## Exercise task
In the records below, copy everything from the line containing "Mark the tree" down to the line containing "pixel 61 248", including both of those lines, without changing a character.

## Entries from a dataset
★ ★ ★
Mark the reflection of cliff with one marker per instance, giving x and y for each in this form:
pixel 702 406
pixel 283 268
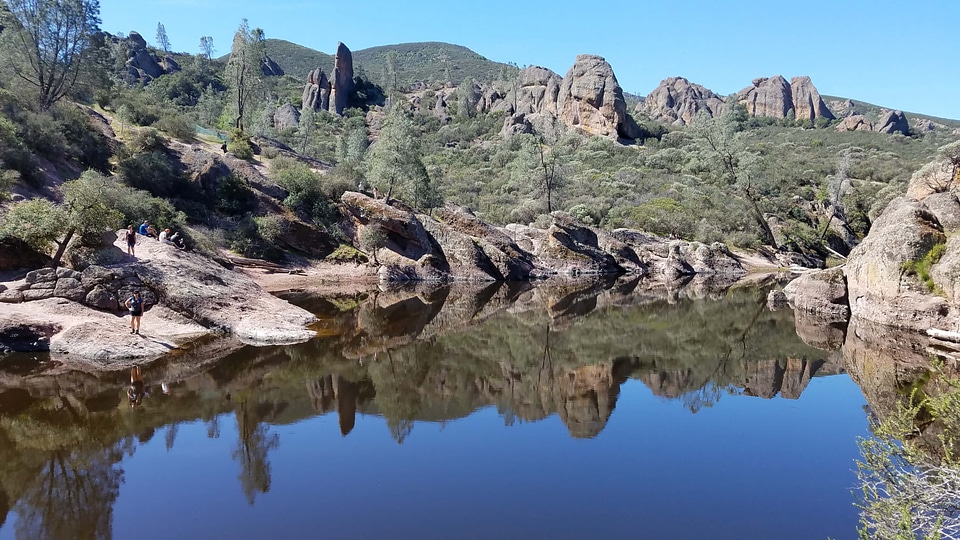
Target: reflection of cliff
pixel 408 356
★ ★ ★
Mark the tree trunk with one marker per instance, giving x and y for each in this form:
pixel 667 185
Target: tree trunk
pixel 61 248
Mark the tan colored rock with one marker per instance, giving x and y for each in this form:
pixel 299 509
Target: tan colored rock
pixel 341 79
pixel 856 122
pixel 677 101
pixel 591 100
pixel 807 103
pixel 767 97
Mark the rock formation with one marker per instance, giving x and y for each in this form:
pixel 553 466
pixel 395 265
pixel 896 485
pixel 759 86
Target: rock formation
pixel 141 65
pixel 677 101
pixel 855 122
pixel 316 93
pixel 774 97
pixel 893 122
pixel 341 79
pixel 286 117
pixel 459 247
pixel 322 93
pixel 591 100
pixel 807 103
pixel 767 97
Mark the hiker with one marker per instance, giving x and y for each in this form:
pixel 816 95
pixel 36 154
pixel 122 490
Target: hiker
★ ★ ★
## Final answer
Mark the tree trunk with one marker per instance, giving x and y for each in this form:
pixel 667 185
Target: tree trunk
pixel 61 248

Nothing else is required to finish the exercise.